## DOCUMENT
Jun 17, 2013 By Tags:, ,

Book set in Istanbul: Baksheesh by Esmahan Aykol

İngilizce Kaynaklar: reading resources about Turkey, Baksheesh!

backsheesh-esmahan-aykol

backsheesh-esmahan-aykol

We like to recommend reading resources for Turks learning English. Outside of İngilizce Dersleri, it is important to read English content that is motivating through familiar subject matter. TurksLearnEnglish.com has just discovered a great English language resource for Turks learning English. Baksheesh is a crime novel based in Istanbul! The writing style is concise and simple. It is a perfect novel for upper intermediate to advanced English language students. The content will be very motivating for any Turk learning English because it covers everyday topics in Istanbul. Housing prices, parking your car in the cramped side streets, and dealing with the police and traffic!

## LISTED RECORDS
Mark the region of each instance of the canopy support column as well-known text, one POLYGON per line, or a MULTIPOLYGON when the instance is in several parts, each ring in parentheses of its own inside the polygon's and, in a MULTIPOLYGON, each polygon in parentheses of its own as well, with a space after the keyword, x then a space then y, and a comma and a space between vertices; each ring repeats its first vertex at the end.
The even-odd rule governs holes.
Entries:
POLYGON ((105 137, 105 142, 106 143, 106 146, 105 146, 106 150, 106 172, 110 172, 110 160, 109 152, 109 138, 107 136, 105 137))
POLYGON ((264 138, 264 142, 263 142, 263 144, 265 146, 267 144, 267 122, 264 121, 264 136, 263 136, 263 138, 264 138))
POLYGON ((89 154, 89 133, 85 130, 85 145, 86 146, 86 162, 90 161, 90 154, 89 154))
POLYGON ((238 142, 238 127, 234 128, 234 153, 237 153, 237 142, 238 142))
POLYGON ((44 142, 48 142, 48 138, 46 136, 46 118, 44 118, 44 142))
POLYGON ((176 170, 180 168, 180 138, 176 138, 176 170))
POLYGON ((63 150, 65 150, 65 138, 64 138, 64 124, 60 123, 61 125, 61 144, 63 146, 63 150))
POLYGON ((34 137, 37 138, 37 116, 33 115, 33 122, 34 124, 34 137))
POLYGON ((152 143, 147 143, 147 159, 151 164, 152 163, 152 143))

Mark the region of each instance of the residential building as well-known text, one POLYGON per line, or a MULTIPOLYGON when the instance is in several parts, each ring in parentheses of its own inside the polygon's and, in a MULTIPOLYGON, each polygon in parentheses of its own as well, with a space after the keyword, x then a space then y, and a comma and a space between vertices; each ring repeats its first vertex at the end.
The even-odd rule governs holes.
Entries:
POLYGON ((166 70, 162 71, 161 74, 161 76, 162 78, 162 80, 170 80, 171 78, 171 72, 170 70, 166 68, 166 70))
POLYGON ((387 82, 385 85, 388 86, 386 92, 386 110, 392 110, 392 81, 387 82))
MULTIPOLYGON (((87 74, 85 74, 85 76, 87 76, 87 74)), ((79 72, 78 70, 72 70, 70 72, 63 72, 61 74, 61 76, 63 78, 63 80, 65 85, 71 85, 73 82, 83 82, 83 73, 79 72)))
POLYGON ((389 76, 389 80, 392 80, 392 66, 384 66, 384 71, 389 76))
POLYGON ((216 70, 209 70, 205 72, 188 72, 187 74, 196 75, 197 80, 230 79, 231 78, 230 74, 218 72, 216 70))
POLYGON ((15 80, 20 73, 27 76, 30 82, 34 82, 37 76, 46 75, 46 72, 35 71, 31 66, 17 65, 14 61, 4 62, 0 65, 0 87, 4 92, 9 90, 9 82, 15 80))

## GIVEN REQUEST A
From the post about the novel Baksheesh, reproduce the passage from "We like to recommend" to "police and traffic!".
## GIVEN REQUEST B
Condense the paragraph of the Baksheesh post that begins "We like to recommend reading resources" into a short bulleted list that keeps its main facts.
## GIVEN REQUEST C
List the everyday Istanbul topics that the Baksheesh post says the novel covers.

## WORKED ANSWER A
We like to recommend reading resources for Turks learning English. Outside of İngilizce Dersleri, it is important to read English content that is motivating through familiar subject matter. TurksLearnEnglish.com has just discovered a great English language resource for Turks learning English. Baksheesh is a crime novel based in Istanbul! The writing style is concise and simple. It is a perfect novel for upper intermediate to advanced English language students. The content will be very motivating for any Turk learning English because it covers everyday topics in Istanbul. Housing prices, parking your car in the cramped side streets, and dealing with the police and traffic!

## WORKED ANSWER B
- TurksLearnEnglish.com recommends reading resources for Turks learning English.
- Outside of İngilizce Dersleri, reading English content on familiar subject matter is motivating.
- Baksheesh is a crime novel set in Istanbul, written in a concise, simple style.
- It suits upper intermediate to advanced English language students.
- It covers everyday Istanbul topics such as housing prices, parking, and dealing with the police and traffic.

## WORKED ANSWER C
- Housing prices
- Parking your car in the cramped side streets
- Dealing with the police and traffic